● Exercise brief
Could you reproduce only the listing lines starting at the one containing "Mark one point on each instance of the windshield and" and ending at the one containing "435), (172, 461)]", requests included, with every coordinate in the answers offset by 138?

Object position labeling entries
————

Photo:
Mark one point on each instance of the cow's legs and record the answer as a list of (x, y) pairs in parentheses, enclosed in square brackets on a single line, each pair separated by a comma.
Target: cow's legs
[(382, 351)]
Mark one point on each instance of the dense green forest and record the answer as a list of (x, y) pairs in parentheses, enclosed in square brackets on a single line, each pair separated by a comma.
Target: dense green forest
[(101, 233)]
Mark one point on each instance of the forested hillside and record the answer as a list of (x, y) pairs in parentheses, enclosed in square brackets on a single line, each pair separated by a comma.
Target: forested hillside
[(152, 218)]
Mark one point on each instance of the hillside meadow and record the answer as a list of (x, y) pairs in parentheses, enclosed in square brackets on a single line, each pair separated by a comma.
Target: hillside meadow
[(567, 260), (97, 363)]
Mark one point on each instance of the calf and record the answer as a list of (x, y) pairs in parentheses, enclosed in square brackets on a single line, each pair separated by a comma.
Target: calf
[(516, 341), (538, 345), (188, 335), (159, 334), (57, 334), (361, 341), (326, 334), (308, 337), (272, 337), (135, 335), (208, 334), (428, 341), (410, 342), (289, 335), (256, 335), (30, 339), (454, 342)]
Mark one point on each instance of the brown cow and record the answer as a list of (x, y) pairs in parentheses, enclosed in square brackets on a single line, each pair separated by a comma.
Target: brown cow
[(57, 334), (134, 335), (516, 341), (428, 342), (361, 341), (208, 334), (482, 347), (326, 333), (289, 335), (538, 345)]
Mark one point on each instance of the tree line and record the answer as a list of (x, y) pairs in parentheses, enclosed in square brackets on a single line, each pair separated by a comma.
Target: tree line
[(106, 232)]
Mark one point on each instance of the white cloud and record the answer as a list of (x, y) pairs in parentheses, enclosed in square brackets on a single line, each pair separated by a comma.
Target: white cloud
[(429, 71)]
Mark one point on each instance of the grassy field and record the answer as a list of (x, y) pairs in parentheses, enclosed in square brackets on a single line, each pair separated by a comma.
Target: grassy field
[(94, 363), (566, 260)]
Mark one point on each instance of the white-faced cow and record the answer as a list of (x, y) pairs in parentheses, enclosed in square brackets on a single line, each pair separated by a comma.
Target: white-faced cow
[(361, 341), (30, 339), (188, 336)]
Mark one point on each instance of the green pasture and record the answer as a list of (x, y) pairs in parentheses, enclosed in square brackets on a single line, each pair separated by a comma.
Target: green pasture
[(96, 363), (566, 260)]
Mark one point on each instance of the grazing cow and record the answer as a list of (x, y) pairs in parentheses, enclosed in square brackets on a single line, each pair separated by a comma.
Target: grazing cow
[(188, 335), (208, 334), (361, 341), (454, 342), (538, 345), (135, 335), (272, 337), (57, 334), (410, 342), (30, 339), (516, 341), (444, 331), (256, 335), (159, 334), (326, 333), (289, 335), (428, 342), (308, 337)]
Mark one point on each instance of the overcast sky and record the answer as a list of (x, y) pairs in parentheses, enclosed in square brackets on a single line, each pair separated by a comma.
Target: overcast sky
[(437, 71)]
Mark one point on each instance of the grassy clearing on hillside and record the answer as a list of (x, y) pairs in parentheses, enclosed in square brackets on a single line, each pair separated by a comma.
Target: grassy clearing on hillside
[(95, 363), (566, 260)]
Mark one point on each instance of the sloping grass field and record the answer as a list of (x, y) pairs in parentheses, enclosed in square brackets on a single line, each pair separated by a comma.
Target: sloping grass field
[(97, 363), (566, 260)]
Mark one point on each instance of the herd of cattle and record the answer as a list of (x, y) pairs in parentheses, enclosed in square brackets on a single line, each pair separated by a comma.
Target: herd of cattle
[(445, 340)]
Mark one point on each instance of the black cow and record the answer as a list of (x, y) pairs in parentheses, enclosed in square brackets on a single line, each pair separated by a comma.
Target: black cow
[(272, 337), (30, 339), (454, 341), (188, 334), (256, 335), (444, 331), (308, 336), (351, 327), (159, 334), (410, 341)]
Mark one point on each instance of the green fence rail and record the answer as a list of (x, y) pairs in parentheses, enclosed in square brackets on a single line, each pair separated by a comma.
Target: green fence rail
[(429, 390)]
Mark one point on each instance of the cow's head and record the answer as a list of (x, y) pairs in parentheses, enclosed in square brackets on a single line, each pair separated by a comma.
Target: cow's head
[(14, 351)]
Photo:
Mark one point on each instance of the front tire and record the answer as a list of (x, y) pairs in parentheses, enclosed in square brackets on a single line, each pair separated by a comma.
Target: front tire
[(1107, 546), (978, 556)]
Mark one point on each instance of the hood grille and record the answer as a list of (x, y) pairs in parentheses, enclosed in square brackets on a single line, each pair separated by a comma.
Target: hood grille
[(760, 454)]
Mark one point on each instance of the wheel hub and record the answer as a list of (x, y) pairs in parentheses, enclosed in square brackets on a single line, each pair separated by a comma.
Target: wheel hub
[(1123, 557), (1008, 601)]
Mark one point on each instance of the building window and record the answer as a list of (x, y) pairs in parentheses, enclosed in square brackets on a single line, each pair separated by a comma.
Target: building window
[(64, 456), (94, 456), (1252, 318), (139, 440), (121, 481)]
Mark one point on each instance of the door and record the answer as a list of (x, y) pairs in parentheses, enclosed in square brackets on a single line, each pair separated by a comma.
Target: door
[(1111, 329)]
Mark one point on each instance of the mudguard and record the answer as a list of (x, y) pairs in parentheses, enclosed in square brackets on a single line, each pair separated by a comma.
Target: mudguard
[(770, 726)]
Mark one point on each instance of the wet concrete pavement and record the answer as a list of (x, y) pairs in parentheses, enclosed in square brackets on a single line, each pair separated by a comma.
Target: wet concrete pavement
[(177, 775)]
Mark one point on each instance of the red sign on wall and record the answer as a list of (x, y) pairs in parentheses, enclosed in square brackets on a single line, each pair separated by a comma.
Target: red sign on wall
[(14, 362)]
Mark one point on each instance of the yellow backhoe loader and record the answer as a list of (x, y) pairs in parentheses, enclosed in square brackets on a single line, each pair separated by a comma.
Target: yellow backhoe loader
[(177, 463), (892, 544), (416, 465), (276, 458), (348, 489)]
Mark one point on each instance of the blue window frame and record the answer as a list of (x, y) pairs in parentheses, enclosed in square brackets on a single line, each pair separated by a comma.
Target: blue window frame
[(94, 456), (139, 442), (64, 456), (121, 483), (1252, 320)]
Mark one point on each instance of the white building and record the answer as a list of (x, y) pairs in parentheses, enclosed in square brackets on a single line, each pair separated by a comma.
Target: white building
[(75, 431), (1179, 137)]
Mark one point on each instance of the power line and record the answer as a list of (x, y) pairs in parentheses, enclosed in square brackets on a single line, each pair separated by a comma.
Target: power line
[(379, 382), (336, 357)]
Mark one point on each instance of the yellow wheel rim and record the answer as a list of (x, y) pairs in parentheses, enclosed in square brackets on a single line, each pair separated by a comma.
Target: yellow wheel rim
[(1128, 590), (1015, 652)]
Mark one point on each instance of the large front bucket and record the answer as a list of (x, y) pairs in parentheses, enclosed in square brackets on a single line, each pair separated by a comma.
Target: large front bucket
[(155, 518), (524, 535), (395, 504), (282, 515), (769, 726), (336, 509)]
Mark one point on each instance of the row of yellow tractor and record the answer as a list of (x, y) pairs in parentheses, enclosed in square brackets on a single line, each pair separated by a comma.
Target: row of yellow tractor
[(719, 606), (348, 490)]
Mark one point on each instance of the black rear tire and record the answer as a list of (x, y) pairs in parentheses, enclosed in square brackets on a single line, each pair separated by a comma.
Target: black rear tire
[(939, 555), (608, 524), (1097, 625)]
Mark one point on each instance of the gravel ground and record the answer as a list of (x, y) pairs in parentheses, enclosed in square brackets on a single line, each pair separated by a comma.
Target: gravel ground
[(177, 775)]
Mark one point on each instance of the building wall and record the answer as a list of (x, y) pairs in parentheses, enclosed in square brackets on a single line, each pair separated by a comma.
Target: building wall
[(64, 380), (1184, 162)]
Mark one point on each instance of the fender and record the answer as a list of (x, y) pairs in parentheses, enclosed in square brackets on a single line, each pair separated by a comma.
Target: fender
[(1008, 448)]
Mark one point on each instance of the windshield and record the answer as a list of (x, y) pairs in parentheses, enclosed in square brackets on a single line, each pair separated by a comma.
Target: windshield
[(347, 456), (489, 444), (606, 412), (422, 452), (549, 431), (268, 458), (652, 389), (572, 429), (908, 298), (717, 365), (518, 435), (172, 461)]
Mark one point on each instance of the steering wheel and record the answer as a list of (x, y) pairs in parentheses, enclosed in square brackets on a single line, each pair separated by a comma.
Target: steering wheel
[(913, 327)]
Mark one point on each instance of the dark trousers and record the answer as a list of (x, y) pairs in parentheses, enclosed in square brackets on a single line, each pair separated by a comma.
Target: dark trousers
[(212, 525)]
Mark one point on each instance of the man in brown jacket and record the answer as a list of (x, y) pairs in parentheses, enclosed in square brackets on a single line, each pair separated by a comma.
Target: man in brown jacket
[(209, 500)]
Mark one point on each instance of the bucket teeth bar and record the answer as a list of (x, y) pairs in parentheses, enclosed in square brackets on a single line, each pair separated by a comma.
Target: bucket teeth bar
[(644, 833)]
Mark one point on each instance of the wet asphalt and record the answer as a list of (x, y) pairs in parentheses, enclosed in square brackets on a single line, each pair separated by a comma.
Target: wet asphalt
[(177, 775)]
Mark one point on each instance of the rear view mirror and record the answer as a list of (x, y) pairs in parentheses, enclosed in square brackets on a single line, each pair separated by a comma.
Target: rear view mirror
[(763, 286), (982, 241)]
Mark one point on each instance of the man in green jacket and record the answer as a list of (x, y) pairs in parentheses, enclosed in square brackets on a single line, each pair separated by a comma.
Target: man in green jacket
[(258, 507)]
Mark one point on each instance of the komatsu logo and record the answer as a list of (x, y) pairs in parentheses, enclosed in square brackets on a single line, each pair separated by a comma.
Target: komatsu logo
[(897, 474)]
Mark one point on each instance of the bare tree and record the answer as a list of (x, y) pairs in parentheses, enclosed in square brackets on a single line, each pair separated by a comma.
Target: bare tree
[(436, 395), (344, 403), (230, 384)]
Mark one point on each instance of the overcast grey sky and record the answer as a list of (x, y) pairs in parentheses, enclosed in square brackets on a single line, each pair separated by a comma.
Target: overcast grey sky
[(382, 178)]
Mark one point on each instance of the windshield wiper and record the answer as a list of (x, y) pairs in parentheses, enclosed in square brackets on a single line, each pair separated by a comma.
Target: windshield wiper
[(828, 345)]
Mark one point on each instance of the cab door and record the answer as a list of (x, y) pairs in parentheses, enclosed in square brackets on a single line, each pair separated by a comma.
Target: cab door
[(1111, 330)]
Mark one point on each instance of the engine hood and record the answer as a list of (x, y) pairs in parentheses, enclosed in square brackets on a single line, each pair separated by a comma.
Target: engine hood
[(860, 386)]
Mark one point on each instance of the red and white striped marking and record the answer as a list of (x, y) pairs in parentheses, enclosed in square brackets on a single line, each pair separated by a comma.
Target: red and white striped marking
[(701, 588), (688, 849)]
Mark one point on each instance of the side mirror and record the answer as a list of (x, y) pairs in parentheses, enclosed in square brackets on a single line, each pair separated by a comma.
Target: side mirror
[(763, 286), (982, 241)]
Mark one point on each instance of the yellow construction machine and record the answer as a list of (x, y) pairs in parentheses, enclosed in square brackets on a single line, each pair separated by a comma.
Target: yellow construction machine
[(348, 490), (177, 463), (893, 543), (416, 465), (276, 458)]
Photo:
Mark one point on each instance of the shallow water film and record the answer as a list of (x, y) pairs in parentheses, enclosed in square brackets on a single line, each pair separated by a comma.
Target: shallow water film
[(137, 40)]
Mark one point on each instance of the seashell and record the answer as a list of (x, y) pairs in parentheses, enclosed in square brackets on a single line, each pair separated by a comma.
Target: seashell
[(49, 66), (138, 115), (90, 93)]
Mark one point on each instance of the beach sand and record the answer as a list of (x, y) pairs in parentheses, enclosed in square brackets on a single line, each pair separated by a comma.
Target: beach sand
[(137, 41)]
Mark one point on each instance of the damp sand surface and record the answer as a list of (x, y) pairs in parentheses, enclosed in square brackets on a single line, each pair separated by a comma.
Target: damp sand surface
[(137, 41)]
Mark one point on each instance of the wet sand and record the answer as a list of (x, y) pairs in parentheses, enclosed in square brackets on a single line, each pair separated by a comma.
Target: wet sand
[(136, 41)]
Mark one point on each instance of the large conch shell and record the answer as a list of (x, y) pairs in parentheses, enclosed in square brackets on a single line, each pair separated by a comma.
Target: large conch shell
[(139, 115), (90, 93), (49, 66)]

————

● Response for this exercise
Mark one point on each instance of the windshield and record the answer as a list of (x, y) pairs in parentheses, enclosed in square brackets on a single line, each pair separated by a comma.
Target: windshield
[(485, 594), (627, 582), (744, 550), (560, 590), (687, 569), (406, 596), (790, 527), (710, 567), (1046, 436), (855, 503), (656, 573), (310, 599)]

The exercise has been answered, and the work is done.